(What is expected): Check each line of the listing for the word "wheel" and give only the number of lines that have it.

(Material for the task):
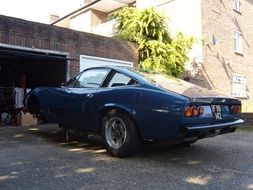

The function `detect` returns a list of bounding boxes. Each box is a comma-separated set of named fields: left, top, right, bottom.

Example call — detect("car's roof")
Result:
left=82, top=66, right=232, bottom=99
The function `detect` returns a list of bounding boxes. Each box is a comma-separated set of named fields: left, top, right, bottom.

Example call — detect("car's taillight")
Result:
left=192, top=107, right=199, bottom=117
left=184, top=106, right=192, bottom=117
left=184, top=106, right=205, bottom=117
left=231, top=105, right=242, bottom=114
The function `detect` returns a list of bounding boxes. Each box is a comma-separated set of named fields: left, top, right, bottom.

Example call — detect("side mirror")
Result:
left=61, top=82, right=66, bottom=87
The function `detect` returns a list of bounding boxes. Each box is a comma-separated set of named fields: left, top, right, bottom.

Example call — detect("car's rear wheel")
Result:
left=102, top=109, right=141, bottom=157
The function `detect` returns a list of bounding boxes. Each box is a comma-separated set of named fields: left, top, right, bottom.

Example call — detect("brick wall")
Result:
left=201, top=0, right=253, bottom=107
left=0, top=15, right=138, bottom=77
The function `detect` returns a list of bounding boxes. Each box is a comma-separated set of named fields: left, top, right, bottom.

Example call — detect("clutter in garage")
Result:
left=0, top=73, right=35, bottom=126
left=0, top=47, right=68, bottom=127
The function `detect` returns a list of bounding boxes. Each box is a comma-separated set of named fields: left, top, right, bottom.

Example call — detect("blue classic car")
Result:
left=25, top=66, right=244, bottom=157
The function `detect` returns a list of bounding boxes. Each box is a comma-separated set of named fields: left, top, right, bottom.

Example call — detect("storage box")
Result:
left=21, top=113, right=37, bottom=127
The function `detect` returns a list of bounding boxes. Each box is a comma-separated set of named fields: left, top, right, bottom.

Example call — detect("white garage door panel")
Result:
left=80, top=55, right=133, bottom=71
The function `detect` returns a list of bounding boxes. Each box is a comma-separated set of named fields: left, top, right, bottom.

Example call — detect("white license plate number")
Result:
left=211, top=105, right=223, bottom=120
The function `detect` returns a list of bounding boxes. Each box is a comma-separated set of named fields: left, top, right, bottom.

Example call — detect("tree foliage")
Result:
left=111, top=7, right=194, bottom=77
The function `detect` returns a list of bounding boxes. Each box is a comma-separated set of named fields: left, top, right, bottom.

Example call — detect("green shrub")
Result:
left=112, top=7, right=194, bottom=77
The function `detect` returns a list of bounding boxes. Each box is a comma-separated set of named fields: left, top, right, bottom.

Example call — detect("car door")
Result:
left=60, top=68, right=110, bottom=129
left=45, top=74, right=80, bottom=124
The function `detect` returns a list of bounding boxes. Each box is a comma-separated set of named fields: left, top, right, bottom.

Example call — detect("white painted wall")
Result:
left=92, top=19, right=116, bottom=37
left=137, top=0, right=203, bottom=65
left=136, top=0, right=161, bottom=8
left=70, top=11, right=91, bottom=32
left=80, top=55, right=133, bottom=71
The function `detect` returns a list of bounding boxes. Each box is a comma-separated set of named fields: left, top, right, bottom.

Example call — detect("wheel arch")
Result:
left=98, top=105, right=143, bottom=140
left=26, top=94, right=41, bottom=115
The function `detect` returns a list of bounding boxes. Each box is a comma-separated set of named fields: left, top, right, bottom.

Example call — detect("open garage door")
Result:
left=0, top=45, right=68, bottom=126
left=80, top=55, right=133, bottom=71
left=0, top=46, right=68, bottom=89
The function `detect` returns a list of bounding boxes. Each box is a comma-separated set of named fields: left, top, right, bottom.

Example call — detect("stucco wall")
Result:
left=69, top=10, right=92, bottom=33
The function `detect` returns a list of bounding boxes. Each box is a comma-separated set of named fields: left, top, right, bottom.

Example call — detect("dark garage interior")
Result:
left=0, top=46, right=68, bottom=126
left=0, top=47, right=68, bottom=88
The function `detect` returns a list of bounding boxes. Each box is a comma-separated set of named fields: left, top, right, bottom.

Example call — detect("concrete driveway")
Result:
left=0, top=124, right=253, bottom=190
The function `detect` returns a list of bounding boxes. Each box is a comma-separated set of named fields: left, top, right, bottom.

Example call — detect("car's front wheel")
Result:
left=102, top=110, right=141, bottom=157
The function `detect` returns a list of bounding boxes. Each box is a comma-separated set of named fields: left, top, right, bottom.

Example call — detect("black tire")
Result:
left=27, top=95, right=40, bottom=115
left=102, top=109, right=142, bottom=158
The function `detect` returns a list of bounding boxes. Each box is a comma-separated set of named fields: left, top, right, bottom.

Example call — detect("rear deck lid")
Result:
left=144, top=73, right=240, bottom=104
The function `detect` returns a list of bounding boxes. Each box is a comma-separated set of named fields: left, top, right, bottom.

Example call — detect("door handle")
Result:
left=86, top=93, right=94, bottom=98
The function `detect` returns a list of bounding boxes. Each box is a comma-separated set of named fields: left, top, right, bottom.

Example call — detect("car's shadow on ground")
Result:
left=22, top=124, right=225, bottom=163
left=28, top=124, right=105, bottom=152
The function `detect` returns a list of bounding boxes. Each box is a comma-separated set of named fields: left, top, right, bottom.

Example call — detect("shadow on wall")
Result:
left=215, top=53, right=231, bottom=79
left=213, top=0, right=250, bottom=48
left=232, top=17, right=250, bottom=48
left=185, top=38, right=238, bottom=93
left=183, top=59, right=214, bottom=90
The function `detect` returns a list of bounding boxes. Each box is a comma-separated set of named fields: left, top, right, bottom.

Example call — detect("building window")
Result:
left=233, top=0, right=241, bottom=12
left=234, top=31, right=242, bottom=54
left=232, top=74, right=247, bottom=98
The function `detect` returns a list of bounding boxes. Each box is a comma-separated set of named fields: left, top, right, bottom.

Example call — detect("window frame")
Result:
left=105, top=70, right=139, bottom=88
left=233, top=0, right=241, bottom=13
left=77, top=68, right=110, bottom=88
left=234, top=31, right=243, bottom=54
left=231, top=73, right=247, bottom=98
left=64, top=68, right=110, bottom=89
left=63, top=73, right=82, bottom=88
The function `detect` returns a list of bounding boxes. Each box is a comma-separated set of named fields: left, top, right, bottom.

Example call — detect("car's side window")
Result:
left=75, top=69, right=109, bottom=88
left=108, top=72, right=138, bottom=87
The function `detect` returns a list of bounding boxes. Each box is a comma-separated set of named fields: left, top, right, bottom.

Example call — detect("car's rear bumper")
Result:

(Response to this task): 3